SHORT EXERCISE -
Retype the whole listing below, character for character.

═════ INPUT MATERIAL

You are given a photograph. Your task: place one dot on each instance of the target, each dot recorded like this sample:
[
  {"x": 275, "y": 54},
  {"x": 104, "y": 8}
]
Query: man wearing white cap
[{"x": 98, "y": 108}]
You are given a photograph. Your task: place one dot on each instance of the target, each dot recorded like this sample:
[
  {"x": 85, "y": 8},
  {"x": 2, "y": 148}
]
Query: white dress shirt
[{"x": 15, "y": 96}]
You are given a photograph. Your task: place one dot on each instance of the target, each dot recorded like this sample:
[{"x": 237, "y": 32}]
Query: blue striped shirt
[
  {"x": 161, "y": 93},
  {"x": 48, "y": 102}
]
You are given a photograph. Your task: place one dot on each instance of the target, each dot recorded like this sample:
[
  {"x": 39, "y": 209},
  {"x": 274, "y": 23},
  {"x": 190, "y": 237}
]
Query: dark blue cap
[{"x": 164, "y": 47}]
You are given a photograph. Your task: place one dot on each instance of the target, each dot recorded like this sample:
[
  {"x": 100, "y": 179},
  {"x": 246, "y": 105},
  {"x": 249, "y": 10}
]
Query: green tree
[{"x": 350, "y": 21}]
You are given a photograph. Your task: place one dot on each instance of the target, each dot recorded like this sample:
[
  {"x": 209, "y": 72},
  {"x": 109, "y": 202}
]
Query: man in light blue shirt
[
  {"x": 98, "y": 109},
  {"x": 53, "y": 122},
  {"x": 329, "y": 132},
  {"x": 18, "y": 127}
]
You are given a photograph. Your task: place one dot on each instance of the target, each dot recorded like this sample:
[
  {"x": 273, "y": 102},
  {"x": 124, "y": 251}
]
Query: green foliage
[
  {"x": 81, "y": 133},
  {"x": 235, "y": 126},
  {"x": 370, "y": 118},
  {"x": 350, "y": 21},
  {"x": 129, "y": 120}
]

══════════

EXERCISE RESPONSE -
You are given a photograph. Your task: place one dot on each instance of the target, each dot recorded like this sample:
[
  {"x": 275, "y": 54},
  {"x": 104, "y": 8}
]
Query: man wearing white cap
[{"x": 98, "y": 108}]
You are given a photograph. Your task: place one dot on each instance of the target, each dot recorded like this sample:
[
  {"x": 85, "y": 8},
  {"x": 2, "y": 148}
]
Query: white dress shirt
[{"x": 15, "y": 96}]
You are given a photograph. Your task: place one dot on each instance of the target, each dot recorded like this sample:
[{"x": 237, "y": 32}]
Query: blue striped shirt
[
  {"x": 161, "y": 93},
  {"x": 48, "y": 102}
]
You are given a photograph. Your task: place one dot on each instance of the target, each dot recorded like this sample:
[
  {"x": 39, "y": 209},
  {"x": 274, "y": 23},
  {"x": 190, "y": 237}
]
Query: dark blue cap
[{"x": 164, "y": 47}]
You are given a photograph. Your task: place one dot on each instance of the target, each dot recorded like this sample:
[
  {"x": 100, "y": 179},
  {"x": 246, "y": 105},
  {"x": 249, "y": 10}
]
Query: green tree
[{"x": 350, "y": 21}]
You are given a photograph. Your task: place one dot on each instance of the target, each dot recorded like this sample:
[
  {"x": 209, "y": 72},
  {"x": 109, "y": 202}
]
Query: man in light blue shirt
[
  {"x": 98, "y": 109},
  {"x": 53, "y": 122},
  {"x": 329, "y": 132},
  {"x": 18, "y": 127}
]
You are given a photograph. Your task: place one dot on each instance of the target, each dot recorded like this sample:
[
  {"x": 273, "y": 102},
  {"x": 124, "y": 251}
]
Query: green foliage
[
  {"x": 81, "y": 133},
  {"x": 235, "y": 126},
  {"x": 370, "y": 118},
  {"x": 350, "y": 21},
  {"x": 129, "y": 120}
]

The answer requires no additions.